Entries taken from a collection
--*--
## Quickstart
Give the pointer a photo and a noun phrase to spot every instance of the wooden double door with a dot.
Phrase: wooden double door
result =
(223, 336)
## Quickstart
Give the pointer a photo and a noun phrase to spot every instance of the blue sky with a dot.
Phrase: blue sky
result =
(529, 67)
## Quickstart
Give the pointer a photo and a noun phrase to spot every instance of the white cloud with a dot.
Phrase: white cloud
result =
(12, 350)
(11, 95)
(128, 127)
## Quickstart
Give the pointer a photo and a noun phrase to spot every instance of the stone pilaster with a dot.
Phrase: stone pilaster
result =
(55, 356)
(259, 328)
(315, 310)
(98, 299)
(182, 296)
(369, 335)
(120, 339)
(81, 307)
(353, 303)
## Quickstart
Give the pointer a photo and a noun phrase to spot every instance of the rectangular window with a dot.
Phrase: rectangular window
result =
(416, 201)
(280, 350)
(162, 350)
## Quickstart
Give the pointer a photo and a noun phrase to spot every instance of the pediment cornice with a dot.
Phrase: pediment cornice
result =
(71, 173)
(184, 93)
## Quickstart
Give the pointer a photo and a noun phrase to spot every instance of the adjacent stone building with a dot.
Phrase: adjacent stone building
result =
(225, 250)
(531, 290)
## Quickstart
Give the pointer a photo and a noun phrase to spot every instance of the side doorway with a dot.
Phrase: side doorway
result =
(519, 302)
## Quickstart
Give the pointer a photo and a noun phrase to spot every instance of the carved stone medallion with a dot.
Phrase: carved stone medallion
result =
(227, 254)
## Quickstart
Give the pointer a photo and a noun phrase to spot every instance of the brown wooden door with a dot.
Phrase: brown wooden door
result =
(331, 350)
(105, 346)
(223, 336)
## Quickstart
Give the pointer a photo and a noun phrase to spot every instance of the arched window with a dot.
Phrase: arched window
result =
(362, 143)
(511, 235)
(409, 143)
--*--
→ **DESCRIPTION OF THE TASK**: Search the data and copy each line containing "arched".

→ **SOLUTION FOR THIS PROBLEM**:
Give the pointer a photo and a noun phrase to spot every instance of the arched window with a dot.
Phrase: arched window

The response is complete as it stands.